## EXERCISE REQUIREMENTS
Copy the records below from the first line through the line containing "column 294, row 654", changing "villa" to "cottage" and leaving everything else as it stands.

## GIVEN DATA
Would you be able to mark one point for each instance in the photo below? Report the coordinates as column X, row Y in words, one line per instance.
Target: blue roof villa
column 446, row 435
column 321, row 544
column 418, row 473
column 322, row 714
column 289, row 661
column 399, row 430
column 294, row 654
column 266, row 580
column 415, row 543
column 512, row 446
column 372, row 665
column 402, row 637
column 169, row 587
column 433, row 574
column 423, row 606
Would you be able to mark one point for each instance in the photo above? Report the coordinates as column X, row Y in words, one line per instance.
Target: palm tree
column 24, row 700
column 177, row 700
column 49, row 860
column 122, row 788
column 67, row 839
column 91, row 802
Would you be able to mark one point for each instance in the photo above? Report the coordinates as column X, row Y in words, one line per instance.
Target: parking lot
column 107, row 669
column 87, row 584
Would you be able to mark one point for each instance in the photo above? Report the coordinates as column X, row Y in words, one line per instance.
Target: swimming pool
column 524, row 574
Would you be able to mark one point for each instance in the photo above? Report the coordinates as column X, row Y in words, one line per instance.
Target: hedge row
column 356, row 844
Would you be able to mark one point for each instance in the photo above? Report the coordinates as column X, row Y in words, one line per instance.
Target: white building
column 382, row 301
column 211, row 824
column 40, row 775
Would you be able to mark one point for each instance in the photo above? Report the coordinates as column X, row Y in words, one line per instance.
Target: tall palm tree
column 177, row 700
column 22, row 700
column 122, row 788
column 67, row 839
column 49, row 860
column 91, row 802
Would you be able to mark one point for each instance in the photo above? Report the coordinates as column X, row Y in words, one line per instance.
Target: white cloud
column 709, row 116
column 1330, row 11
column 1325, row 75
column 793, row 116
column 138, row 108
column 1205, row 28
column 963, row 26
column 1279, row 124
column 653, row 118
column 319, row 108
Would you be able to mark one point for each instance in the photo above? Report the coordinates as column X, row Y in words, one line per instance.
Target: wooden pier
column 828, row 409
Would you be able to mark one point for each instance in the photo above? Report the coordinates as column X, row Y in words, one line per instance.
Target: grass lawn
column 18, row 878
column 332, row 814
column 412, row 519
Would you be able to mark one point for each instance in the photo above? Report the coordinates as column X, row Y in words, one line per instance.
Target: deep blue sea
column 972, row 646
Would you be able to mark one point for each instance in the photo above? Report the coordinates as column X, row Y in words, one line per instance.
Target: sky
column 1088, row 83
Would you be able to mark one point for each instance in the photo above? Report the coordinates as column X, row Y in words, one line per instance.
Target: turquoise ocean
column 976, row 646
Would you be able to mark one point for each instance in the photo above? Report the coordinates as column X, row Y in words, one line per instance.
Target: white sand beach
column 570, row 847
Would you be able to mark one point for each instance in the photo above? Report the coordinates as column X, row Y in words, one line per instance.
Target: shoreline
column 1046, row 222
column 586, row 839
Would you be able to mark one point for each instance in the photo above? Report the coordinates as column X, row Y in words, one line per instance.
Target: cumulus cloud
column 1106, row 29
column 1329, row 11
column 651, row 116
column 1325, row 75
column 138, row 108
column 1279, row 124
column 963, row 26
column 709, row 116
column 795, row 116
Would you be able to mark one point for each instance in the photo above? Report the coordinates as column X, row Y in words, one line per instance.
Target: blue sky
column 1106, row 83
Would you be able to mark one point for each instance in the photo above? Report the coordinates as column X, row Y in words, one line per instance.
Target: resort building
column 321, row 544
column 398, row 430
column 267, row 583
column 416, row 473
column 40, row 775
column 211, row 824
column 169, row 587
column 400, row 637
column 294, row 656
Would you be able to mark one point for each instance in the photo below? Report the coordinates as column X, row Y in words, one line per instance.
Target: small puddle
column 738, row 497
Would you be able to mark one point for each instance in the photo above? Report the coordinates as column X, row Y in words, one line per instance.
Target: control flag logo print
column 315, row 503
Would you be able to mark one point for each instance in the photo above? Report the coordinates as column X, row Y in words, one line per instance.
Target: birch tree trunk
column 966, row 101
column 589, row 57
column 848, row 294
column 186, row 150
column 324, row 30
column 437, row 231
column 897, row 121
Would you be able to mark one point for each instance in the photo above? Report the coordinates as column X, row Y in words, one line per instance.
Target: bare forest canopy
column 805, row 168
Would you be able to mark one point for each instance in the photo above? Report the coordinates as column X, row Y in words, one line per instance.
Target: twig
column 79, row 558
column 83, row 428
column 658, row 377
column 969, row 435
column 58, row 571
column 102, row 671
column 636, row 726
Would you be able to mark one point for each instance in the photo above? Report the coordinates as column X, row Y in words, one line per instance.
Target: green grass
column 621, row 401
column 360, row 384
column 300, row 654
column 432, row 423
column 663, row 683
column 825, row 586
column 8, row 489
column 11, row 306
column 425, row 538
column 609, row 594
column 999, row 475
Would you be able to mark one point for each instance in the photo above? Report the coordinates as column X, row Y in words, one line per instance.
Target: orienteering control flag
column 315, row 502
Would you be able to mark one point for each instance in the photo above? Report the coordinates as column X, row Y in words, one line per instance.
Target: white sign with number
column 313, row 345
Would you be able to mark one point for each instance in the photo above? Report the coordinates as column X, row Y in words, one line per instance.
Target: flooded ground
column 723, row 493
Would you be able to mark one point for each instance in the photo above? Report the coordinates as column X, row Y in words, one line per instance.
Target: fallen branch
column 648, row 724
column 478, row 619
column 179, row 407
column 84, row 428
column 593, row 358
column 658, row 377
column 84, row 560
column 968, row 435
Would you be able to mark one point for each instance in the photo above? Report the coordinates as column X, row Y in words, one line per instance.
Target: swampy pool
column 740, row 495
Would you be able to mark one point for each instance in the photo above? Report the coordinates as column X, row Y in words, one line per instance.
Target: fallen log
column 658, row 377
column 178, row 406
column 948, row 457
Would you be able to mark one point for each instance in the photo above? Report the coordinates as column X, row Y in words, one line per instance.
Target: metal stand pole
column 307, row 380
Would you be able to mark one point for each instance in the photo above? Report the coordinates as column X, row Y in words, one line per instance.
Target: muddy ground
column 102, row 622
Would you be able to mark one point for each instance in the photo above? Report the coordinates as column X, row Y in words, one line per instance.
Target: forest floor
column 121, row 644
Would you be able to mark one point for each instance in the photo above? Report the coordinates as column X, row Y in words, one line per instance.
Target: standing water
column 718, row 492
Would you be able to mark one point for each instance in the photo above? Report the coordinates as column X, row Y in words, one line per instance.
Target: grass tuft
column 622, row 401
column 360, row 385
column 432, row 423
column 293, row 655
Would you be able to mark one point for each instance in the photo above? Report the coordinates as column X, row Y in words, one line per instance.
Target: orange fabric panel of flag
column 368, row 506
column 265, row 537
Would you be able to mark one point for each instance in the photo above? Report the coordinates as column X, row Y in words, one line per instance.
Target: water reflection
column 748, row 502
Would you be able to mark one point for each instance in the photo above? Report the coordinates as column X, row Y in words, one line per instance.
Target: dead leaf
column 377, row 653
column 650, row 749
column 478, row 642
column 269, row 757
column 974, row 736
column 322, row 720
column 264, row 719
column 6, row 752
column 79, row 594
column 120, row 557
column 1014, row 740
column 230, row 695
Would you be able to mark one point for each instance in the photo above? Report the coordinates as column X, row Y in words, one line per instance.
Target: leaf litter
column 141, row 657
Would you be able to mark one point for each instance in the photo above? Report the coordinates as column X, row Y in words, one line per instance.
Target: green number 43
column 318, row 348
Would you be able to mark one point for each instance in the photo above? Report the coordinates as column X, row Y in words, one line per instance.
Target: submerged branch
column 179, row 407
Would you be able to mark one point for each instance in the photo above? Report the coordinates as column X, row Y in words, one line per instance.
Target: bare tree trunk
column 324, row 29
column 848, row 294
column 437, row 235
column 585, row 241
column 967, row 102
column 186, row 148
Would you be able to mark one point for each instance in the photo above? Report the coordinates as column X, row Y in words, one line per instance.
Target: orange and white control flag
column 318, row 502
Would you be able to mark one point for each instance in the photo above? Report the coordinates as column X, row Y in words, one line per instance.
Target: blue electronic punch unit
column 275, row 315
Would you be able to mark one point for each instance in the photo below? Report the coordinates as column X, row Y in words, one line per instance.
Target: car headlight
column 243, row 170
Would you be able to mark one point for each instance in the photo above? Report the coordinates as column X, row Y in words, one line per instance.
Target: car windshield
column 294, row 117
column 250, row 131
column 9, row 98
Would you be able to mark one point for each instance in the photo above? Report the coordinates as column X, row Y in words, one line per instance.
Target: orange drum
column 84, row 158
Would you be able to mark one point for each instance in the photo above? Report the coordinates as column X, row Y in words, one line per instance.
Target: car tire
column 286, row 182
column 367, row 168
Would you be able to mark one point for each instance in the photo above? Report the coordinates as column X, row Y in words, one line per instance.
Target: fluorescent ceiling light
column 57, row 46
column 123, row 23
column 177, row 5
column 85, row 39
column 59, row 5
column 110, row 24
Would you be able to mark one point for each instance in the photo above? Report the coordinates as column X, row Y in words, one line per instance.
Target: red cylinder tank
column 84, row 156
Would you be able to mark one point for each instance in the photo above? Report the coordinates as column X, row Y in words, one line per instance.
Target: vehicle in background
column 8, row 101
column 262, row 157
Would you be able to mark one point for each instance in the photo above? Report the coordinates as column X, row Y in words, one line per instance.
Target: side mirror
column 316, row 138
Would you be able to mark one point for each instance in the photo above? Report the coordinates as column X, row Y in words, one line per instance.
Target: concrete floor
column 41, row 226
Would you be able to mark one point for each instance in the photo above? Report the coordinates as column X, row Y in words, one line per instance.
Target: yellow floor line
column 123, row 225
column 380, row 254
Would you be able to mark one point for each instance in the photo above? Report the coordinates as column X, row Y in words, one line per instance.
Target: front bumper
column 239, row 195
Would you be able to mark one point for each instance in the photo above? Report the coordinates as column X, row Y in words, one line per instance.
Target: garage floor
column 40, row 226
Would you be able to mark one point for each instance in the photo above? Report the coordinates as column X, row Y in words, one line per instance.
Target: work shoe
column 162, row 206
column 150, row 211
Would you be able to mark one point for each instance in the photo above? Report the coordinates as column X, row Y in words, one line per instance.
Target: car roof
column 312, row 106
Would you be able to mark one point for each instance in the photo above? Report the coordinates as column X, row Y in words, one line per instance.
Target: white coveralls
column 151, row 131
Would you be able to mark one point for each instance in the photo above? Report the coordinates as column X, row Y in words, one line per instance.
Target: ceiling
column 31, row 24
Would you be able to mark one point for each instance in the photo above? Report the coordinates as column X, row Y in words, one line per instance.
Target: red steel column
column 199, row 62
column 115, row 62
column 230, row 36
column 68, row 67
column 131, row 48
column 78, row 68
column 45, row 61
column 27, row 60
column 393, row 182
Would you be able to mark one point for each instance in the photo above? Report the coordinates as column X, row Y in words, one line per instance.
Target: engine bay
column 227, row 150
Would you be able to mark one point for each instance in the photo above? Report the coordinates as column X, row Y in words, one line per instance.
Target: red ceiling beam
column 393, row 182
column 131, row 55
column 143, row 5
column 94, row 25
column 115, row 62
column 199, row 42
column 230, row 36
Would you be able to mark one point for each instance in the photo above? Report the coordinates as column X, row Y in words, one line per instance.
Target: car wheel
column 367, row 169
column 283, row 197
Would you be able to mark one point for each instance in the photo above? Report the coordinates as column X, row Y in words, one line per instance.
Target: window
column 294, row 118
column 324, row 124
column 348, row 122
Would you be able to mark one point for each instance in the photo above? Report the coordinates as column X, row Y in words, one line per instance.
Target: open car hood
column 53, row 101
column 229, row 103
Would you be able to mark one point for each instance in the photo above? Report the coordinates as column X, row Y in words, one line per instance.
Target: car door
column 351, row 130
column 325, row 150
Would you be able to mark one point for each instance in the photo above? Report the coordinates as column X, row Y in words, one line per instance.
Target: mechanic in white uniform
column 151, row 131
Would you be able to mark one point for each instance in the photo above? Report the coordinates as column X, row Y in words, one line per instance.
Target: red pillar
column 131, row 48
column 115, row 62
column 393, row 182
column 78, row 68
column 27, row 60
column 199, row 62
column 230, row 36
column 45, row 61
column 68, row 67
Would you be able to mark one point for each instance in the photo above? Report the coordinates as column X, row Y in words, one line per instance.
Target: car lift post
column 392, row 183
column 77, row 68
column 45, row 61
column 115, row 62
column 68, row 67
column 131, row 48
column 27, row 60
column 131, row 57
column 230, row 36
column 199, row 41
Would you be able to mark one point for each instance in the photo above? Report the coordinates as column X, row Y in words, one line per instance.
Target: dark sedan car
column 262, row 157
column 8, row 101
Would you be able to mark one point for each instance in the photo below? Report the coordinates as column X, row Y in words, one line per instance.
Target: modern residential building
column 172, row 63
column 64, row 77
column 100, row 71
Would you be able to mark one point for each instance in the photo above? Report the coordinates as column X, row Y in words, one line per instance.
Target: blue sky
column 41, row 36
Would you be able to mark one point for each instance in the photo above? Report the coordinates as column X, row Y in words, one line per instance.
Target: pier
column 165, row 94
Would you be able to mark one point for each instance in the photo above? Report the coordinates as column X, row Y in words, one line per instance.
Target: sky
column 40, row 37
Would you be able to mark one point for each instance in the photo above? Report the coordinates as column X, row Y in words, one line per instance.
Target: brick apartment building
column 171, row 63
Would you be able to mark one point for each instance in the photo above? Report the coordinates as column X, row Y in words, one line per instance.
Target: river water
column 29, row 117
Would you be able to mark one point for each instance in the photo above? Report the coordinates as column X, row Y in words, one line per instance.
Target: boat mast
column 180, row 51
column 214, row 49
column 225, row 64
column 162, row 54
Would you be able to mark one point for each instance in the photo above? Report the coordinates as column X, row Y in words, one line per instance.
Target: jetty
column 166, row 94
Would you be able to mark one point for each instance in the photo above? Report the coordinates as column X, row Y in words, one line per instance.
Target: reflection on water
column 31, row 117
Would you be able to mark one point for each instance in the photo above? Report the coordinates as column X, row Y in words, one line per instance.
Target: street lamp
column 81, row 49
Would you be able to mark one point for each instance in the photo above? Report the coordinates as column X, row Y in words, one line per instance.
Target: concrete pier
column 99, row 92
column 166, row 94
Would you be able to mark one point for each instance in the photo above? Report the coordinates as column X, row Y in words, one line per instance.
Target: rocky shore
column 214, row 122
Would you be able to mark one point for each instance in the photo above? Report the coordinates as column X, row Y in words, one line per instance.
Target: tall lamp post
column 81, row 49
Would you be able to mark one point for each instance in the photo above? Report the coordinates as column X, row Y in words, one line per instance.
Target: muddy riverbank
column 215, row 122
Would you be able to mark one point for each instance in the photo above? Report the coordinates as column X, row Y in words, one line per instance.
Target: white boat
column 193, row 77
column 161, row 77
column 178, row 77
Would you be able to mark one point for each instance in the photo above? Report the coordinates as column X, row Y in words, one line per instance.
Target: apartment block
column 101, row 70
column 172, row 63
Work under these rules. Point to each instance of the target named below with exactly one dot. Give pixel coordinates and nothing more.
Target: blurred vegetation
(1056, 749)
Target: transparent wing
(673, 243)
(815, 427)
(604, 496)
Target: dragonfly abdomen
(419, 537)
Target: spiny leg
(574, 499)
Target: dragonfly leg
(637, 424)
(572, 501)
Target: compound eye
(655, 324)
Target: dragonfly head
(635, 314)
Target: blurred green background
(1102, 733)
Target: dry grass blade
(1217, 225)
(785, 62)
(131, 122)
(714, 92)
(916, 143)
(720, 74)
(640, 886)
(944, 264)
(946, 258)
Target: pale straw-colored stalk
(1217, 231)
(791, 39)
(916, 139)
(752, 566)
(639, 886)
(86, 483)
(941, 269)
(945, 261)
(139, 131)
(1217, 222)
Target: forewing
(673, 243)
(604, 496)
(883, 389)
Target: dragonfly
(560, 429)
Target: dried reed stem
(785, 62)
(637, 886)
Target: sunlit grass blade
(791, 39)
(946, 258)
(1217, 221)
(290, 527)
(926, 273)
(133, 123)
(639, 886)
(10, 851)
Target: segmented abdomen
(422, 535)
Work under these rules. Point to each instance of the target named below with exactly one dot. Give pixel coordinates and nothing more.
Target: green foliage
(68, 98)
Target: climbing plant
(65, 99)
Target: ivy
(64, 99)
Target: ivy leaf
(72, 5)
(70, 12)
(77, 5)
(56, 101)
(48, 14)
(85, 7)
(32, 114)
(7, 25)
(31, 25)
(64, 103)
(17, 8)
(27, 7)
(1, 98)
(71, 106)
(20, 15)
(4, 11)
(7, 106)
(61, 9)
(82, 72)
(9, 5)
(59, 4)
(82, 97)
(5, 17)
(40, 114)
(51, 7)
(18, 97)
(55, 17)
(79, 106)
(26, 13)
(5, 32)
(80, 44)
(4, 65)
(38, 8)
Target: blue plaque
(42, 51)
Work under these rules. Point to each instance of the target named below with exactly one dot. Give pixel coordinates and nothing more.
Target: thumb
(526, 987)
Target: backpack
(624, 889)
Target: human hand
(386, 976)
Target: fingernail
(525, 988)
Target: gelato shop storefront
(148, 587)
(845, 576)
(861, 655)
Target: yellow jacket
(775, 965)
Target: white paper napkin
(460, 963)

## RESULT BELOW
Would you be able to mark one point for each instance in the photo below? Report the coordinates as column X, row Y in words, one line per instance.
Target: blue roof cottage
column 446, row 435
column 321, row 544
column 418, row 473
column 322, row 714
column 289, row 661
column 399, row 430
column 294, row 654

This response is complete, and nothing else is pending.